SOURCE PASSAGE

As a local Vermonter, it's not often that I travel within my own state for luxury experiences. When home, I want to stick around my house in front of the fire, and when I travel, I'm usually looking for off-the-beaten-path luxury in far off places like La Paz, Mexico, or Tromso, Norway. However, when I heard that Twin Farms was one of the only five-star, all-inclusive resorts in Vermont—and that the award-winning restaurant doesn't have a dinner menu—my interest was piqued. I checked out the website and noticed that some of the private cottages were themed after different travel destinations. Was it possible that I could get my fill of Vermont homeyness, world travel, and a luxury experience all at the same time?

SUPPLIED DATA
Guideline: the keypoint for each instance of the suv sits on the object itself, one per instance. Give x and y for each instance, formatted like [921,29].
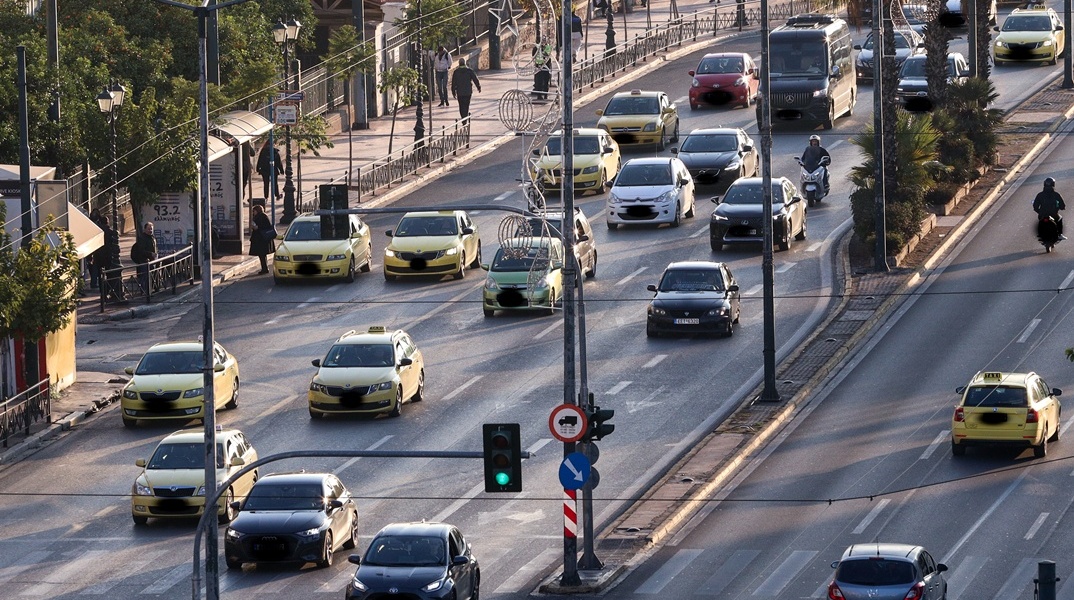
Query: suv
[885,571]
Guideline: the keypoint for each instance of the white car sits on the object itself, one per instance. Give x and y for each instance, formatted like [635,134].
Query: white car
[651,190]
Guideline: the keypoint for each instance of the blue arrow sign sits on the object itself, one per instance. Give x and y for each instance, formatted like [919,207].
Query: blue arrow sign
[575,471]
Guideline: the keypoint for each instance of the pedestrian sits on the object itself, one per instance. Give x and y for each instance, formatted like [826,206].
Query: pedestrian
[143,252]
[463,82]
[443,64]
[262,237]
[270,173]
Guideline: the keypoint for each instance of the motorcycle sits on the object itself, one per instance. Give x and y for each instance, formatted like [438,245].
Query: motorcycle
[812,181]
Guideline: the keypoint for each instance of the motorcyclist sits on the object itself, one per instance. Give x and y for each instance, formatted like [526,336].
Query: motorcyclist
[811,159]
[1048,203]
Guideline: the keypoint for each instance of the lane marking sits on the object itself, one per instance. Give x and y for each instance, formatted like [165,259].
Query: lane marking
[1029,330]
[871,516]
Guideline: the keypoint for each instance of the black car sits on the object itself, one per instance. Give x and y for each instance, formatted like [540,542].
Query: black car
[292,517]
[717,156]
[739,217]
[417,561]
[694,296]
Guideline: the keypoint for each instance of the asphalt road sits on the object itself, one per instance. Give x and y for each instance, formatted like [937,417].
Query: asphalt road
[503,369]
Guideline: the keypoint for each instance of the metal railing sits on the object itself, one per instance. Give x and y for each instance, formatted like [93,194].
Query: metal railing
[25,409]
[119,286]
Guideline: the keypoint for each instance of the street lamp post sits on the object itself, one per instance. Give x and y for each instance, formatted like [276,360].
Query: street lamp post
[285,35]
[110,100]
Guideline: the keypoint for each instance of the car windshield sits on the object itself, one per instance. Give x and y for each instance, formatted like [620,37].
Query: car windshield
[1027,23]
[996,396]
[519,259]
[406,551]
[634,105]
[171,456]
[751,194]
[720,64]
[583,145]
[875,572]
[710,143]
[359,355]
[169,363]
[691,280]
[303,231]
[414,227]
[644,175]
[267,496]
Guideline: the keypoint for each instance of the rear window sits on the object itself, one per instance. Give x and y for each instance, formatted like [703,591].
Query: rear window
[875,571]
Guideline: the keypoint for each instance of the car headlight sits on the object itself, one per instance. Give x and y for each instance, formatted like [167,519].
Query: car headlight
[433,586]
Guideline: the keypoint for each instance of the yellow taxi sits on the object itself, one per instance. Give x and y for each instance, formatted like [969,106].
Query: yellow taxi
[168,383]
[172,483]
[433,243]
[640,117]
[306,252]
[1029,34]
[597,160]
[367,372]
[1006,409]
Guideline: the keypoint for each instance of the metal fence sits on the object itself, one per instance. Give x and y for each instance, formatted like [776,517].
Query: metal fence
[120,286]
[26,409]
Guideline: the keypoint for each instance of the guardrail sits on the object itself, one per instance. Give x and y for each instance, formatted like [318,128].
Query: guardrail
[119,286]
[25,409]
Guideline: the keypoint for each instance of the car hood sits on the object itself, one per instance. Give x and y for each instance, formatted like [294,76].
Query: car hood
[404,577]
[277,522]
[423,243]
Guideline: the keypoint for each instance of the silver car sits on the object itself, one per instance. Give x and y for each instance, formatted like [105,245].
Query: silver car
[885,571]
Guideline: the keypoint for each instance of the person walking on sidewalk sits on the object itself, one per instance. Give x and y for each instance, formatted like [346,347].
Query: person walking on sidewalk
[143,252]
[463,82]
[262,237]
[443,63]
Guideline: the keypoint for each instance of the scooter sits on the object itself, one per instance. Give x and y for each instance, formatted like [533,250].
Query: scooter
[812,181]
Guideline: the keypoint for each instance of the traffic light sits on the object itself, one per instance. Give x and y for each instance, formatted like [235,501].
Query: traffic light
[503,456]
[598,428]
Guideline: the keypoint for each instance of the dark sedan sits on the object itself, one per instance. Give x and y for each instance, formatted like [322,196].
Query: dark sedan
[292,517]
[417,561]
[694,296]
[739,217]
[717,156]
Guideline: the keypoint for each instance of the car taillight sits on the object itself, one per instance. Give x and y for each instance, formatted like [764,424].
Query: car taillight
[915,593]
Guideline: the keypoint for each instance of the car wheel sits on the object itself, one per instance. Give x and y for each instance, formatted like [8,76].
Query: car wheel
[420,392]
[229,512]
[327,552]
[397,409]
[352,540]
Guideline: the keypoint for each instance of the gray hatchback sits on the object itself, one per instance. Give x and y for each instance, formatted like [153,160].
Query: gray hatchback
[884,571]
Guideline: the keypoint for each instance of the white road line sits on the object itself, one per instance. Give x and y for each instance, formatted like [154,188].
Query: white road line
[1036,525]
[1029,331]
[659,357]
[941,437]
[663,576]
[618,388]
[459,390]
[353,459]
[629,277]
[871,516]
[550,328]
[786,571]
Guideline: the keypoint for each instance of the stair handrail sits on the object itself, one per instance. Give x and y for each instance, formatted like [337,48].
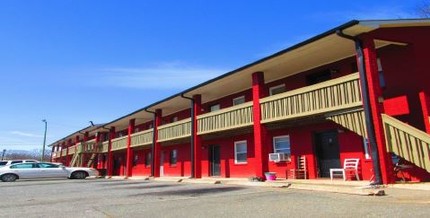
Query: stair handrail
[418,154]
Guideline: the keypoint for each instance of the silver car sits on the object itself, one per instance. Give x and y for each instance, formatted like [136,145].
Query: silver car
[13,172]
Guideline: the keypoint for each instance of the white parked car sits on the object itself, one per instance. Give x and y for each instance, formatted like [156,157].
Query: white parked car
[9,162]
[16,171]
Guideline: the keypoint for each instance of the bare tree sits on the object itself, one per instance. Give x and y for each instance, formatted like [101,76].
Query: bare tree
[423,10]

WHAT IS ASKED
1. In the piece about Twin Farms, what does the award-winning restaurant not have?
2. Carry on the piece about Twin Farms from where it stops.

ANSWER SET
1. A dinner menu.

2.
Courtesy Ellie Storck

I arrived to the property on a snowy, deep-blue evening in mid-November. Twin Farms had the feel of a quiet, European resort town blanketed in a fresh layer of snow. At night, the property twinkles with lights along the roads between cottages and the main house. Upon arrival, I was shown right to the on-site pub, which I learned is ideal for cozying up next to a crackling fire, hot toddy in hand. It didn't take long for me to notice that, while the operation feels luxurious, intimate, and elegant—you can tell it was founded by glamorous literaries—there's no air of stuffiness or exclusivity. On the contrary, the resort, and its talented staff, exudes warmth (even in below-freezing temperatures).

Here's what made my stay one of the best travel experiences I've ever had.

Dine From a Tailor-Made Dinner Menu

Ahead of my stay at the Farms, I received an email from the concierge. I needed to fill out a survey detailing any dietary restrictions or allergies (no surprise there; many luxury properties do this). But Twin Farms takes it further—guests are encouraged to indicate if there is a certain type of food or specific dish that they love. Truffles happened to be in season during my stay, so I wrote that I'm a big fan. I'll let you guess what type of risotto I had for dinner my second night.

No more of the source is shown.